**Exercises to complete:**
**a.** In the opinion piece on assignments of benefits, how old is the property right that these assignments are said to be?
**b.** Reproduce the opinion piece on assignments of benefits word for word, everything from "If you trust your" down to "reading this now.".
**c.** Resume the opinion piece on assignments of benefits, writing on from its last sentence.

::: Excerpted text

If you trust your insurance company, a career politician who now works for an insurance company, or if you trust the government-created Insurance Corporation to look out for your best interests after a home disaster – then you can stop reading this now.
If you are still reading, then congratulations, you are an experienced consumer who lives in the real world. Unfortunately, you are also the target of a legislative assault on your rights. The latest “crisis” that insurers are peddling is alleged abuse of “assignments of benefits.” Assignments of benefits are a 100-year-old property right enjoyed in Florida where an individual entitled to coverage or benefit, like repairing property damage, assigns those benefits to go directly to a contractor or service provider who does the work.
In other words, if your roof blows off in a hurricane, you delegate your benefits to an experienced roofer and empower that expert to stand in for you in negotiation with your insurance company.
One can understand why insurers have a problem with this. They’re forced to deal with knowledgeable professionals whose interests align with the property owners. In a world without assignments of benefits, homeowners will be forced to have repairs done by “preferred providers” of their insurance companies.
If you believe you’ll get the highest quality American-made products and service in a world with no competitive market and singular power in the hands of insurers and their preferred providers, then I have oceanfront property to sell you in Indiana.
Yet, former House majority leader, and erstwhile insurance communications officer, Adam Hasner, in a recent op-ed calls increasing utilization of this 100-year-old property right a “scheme,” “unwarranted,” “slick” and a host of other less than flattering descriptors.

::::::
::: Data shown

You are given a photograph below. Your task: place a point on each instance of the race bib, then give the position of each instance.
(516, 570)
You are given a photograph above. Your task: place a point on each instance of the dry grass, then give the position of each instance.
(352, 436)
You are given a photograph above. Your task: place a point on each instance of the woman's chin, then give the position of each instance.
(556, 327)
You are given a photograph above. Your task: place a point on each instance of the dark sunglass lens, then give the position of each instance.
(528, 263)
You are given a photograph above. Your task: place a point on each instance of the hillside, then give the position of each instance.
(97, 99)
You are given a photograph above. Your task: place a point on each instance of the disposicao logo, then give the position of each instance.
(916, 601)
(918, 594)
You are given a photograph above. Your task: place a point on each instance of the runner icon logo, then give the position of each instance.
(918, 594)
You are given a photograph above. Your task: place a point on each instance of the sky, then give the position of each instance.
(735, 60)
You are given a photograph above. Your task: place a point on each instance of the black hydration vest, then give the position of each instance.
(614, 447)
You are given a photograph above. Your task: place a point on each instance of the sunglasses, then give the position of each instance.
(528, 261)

::::::
::: Data shown

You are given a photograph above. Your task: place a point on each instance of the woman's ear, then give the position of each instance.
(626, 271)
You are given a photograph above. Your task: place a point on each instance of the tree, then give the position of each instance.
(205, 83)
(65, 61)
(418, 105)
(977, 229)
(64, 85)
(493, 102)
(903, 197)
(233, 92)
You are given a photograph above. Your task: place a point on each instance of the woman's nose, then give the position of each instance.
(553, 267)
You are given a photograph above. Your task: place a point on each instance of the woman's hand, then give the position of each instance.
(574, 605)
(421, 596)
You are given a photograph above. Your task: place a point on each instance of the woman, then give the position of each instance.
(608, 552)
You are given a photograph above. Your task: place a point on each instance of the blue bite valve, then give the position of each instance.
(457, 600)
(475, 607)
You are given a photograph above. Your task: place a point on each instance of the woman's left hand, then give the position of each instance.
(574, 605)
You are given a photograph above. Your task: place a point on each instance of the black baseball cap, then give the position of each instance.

::::::

**Answer list:**
**a.** It is a 100-year-old property right in Florida.

**b.**
If you trust your insurance company, a career politician who now works for an insurance company, or if you trust the government-created Insurance Corporation to look out for your best interests after a home disaster – then you can stop reading this now.

**c.**
However, he admits in the same piece that the use of assignment of benefits began rising in 2010 – as homeowners became more aware of their rights. If his logic is sound, one has to wonder why Hasner’s insurers weren’t rushing to cut premiums and reduce rates for homeowners before 2010. Homeowners know firsthand that past insurance “reforms” do not result in premium refunds or discounts.
He then goes on to selectively cite a report prepared by the state on assignment of benefits use. What he conveniently leaves out is the fact that the report refused to take into account population growth in Florida, aging homes or the resurgence of the real estate market. On top of that, the report shockingly admits that “very few [actually 4 of 35] of the insurers were able to consistently track the use of AOBs over the period of the report time frame. (since 2010)”
We believe that the destruction of a centuries-old property right should not be undertaken based on inconsistent data or hyperbolic histrionics of a politician turned insurance mouthpiece.
Right this minute, Floridians are in the path of a storm – one bringing torrential greed and scorched homes. And if insurance company lobbyists get their way in Tallahassee, there won’t be anyone left to pick up the pieces when it’s over.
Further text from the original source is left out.